# Source
== == ==
Fixing peelFirstIteration. Was incorrectly replacing all ub inside peeled iteration region. #163720

ddubov100 · 2025-10-16T07:44:38Z

Currently when peeling first iteration - any mention of ub within the loop body is replaced with new ub in peeled out first iteration.
This introduce bugs in following scenario:
The operations inside the loop intentionally used original ub and need to keep using the original.

Another thing is that this implementation is opposite to how peel_last works. I added test which presents this: static_two_terations_ub_used_in_loop, which I added to both front and last lit tests files.
== == ==
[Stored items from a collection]
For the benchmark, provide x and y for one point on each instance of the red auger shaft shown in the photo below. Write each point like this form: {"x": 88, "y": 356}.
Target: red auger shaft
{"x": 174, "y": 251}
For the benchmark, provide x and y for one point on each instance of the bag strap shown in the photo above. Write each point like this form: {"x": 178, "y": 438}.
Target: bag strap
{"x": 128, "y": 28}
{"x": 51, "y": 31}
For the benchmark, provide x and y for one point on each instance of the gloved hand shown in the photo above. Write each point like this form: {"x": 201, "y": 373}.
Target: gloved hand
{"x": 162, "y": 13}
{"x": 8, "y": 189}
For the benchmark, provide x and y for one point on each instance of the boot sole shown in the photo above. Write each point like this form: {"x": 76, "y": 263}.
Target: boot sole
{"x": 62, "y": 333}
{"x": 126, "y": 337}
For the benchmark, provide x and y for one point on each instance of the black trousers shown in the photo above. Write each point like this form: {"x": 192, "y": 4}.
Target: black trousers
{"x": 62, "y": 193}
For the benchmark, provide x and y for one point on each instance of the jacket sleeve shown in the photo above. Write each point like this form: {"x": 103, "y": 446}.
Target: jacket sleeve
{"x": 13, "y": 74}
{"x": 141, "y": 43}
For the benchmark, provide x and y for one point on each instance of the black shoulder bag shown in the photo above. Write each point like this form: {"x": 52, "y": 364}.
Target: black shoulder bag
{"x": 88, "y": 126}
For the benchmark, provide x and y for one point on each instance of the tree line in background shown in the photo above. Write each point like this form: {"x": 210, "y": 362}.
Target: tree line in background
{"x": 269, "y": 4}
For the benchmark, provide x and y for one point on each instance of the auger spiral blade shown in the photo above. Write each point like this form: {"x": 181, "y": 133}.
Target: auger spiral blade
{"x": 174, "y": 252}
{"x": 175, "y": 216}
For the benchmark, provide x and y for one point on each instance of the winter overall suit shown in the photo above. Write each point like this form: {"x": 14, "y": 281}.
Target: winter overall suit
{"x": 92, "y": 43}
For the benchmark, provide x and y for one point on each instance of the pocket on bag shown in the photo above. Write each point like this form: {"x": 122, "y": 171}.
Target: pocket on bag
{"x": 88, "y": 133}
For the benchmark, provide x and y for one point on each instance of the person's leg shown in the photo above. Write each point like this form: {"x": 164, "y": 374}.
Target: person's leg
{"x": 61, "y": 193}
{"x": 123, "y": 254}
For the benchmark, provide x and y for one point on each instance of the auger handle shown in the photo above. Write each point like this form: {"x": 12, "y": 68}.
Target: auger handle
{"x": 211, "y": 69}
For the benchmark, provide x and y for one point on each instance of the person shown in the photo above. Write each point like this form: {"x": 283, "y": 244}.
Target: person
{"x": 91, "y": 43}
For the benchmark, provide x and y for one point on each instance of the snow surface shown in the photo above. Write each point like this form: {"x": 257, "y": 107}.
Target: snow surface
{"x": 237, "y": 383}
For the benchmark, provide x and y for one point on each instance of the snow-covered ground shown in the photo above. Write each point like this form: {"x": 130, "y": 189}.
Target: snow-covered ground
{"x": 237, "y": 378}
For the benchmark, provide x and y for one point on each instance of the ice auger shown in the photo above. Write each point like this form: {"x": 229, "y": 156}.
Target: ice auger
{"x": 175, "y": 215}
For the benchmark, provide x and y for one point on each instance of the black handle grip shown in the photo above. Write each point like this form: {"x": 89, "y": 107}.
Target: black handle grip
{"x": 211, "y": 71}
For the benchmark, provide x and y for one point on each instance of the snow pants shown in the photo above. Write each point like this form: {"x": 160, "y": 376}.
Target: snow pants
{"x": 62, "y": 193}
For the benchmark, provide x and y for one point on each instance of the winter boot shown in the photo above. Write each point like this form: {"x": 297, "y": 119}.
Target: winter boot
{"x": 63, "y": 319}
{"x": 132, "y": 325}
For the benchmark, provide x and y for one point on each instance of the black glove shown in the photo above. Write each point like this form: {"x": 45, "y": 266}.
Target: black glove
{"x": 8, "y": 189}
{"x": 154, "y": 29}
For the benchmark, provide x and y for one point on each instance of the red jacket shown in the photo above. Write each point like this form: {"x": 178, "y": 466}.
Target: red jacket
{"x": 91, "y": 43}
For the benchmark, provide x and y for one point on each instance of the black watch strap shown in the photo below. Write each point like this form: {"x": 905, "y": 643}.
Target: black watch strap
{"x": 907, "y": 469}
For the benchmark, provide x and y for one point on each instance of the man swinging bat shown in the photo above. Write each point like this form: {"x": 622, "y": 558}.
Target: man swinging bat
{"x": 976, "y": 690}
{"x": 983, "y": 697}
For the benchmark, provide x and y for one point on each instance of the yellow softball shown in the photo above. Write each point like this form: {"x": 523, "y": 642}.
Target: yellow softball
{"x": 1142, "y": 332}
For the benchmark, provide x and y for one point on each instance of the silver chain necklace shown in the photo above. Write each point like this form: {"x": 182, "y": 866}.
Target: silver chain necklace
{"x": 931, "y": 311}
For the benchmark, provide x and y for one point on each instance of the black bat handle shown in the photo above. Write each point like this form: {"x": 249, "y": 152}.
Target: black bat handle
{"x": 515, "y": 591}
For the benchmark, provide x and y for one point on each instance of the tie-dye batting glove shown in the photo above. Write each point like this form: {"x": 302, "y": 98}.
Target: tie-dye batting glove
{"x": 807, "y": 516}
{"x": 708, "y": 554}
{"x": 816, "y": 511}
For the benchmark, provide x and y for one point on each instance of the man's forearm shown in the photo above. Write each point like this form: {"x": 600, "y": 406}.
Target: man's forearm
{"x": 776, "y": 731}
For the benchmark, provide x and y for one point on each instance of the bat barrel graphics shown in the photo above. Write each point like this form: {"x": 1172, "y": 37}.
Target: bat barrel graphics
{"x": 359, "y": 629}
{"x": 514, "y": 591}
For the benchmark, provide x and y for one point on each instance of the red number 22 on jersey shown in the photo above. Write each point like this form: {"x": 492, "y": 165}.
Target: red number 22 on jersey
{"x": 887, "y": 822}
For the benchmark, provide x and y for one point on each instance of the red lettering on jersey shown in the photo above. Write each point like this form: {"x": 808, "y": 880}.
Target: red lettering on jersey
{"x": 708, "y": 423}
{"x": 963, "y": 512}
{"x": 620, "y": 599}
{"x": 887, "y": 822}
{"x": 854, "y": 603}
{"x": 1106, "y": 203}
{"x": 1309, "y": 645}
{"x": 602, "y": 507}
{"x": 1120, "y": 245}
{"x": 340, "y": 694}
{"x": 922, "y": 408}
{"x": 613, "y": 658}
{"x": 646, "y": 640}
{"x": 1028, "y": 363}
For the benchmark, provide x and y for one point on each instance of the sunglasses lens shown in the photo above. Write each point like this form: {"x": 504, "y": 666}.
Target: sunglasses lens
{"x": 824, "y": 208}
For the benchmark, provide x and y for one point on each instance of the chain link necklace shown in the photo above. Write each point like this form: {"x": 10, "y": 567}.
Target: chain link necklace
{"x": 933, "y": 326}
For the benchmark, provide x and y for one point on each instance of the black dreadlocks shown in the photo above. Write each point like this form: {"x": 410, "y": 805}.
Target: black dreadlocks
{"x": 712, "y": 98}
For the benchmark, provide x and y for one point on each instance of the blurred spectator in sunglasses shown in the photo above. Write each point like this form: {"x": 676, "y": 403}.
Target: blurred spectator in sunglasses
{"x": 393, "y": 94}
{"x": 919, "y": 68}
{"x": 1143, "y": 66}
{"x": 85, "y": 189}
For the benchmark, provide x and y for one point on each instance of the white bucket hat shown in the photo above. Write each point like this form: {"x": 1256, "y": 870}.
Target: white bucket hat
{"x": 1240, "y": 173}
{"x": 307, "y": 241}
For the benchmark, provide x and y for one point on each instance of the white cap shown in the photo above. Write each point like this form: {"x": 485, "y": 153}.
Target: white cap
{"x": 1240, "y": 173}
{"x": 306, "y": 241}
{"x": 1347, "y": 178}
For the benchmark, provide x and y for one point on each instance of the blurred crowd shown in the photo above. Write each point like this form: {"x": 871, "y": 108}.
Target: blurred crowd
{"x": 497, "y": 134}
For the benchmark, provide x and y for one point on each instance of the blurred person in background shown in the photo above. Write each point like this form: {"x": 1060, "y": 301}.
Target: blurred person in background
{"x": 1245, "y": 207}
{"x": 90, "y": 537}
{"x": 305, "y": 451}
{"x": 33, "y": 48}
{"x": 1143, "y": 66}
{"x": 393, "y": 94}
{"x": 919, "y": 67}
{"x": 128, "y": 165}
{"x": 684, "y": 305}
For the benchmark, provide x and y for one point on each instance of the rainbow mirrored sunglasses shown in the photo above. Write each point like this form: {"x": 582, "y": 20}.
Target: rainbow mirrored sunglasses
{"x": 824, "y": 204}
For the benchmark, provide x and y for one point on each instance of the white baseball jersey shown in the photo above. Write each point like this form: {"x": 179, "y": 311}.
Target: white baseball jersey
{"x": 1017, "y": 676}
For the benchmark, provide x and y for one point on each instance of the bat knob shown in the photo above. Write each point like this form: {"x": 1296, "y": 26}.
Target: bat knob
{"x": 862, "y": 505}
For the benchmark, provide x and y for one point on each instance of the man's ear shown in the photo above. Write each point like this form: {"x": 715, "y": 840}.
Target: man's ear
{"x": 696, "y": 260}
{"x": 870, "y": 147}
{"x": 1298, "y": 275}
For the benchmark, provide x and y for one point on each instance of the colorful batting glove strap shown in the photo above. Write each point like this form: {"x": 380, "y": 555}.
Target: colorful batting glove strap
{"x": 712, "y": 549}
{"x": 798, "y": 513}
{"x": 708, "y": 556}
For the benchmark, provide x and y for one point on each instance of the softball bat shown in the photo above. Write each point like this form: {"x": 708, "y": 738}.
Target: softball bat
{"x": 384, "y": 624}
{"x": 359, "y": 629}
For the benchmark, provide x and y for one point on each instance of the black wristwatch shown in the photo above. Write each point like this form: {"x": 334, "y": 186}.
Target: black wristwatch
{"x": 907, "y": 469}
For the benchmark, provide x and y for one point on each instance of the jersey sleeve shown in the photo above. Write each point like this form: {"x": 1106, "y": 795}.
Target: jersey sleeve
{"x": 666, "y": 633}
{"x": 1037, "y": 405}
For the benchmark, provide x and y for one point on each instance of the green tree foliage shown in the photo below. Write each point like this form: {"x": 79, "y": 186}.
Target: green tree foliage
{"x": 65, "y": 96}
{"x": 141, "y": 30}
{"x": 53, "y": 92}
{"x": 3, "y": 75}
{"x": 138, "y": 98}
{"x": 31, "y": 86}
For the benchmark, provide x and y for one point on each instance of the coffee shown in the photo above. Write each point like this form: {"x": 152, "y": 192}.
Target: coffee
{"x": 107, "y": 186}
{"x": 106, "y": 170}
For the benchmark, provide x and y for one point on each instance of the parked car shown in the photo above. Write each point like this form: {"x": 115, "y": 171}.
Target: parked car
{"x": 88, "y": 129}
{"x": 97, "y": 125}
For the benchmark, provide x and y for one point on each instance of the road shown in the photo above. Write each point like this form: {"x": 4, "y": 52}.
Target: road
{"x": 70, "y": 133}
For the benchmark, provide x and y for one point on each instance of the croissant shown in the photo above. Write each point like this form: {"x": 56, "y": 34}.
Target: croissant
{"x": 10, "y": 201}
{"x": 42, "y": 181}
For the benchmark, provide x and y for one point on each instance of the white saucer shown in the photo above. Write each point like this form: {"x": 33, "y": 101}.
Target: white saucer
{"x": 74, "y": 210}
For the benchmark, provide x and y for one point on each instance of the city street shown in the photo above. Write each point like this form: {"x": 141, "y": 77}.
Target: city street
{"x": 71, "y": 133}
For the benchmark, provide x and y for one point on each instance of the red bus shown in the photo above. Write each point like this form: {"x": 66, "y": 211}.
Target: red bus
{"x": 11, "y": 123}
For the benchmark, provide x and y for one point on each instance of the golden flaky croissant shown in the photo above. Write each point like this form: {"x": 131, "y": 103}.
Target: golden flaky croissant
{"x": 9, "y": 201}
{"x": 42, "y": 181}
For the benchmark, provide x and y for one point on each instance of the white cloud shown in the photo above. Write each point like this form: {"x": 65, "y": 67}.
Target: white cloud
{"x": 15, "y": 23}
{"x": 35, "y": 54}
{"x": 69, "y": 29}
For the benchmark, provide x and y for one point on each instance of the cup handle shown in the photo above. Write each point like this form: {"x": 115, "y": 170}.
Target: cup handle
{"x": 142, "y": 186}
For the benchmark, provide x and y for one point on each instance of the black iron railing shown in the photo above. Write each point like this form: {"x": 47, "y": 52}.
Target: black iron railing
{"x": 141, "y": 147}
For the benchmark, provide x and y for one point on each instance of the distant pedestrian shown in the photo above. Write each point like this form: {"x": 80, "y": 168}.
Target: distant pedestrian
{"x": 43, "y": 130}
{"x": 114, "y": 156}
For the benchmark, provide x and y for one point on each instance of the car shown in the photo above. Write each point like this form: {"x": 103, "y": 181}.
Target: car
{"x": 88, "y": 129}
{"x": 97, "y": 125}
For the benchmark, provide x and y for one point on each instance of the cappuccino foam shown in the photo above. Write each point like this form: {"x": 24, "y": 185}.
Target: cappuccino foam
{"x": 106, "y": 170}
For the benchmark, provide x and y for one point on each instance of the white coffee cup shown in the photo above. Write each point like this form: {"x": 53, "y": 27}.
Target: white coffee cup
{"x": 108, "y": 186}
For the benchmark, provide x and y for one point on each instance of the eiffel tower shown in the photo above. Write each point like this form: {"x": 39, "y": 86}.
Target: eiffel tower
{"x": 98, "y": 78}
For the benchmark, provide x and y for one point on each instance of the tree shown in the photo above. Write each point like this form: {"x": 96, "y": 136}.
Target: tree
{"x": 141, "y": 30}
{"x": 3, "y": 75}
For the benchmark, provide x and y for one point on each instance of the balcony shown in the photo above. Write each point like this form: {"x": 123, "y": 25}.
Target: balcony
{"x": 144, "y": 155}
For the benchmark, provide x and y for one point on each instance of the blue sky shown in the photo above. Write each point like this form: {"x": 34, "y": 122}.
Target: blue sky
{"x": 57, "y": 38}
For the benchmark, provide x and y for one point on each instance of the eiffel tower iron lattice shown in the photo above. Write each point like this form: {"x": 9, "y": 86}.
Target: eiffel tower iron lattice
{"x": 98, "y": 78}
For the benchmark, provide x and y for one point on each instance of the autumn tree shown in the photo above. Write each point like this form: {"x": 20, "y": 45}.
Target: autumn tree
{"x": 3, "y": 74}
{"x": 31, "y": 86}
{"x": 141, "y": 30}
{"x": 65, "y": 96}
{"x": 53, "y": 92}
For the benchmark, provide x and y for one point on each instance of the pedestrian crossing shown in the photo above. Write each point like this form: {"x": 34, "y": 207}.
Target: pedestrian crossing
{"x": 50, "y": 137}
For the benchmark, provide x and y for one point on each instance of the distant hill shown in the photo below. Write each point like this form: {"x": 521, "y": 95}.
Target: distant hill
== == ==
# Stated goal A
In the peelFirstIteration pull request, what is the name of the test the author added?
# Stated goal B
Rewrite the paragraph beginning "Currently when peeling first iteration" from the peelFirstIteration pull request as a short bulleted list.
# Stated goal C
Summarize the peelFirstIteration pull request in two sentences.

# Full solution A
static_two_terations_ub_used_in_loop

# Full solution B
- When the first iteration is peeled, every mention of ub in the loop body is replaced with the new ub in the peeled first iteration.
- This causes bugs when operations inside the loop intentionally use the original ub and need to keep using it.

# Full solution C
Peeling the first iteration currently replaces every mention of ub in the loop body with the new ub, which introduces bugs when operations in the loop intentionally rely on the original ub. This behavior is also the opposite of how peel_last works, and the author added a test showing this, static_two_terations_ub_used_in_loop, to both the front and last lit test files.